INSTRUCTION: Reproduce the listing below without any change.

Data records
********************

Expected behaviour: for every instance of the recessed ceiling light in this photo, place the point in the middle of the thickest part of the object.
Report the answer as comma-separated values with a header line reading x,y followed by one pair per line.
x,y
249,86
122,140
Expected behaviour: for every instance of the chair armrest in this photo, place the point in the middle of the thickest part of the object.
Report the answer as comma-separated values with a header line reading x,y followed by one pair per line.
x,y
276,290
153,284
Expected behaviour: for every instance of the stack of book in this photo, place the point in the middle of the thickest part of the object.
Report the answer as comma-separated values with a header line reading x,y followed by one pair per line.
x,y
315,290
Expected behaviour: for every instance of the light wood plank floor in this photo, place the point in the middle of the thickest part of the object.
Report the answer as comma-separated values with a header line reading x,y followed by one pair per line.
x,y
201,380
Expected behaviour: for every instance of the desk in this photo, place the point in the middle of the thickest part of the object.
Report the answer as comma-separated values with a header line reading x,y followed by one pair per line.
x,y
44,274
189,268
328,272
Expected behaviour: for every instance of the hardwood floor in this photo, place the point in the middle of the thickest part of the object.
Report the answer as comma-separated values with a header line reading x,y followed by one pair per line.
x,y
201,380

********************

REPLY:
Expected behaviour: for every instance of the recessed ceiling light in this photo, place the point in the middle of the thickest part of the object.
Report the answer as comma-separated values with a header line reading x,y followed by one pair per line.
x,y
249,86
122,140
Expected behaviour: for every instance of the chair armrest in this photo, place the point in the middle of the thickest part of the object.
Report the answer as comma-separated values with a header line reading x,y followed by one pair per line.
x,y
276,290
153,284
Expected behaviour: for every instance of the stack of book in this photo, place the point in the middle of the thickest part of the object.
Report the answer as comma-separated values with a header line reading x,y followed by one pair per line.
x,y
315,290
Expected behaviour: for every instance of the light wood plank floor in this photo, place the point in the middle of the thickest part of the object.
Report the answer as comma-separated values with a header line reading x,y followed by one pair per line.
x,y
201,380
Expected behaviour: for every instance of the desk in this photo, place the point in the middle of the thickest part of the object.
Report the answer as comma-separated values with a header line reading x,y followed by one pair per line.
x,y
44,274
189,268
328,272
Expected behaviour: for every instance of the hardwood floor in this photo, place the point in the middle of the thickest part of the object.
Report the answer as comma-separated values with a header line reading x,y followed by one pair per line.
x,y
201,380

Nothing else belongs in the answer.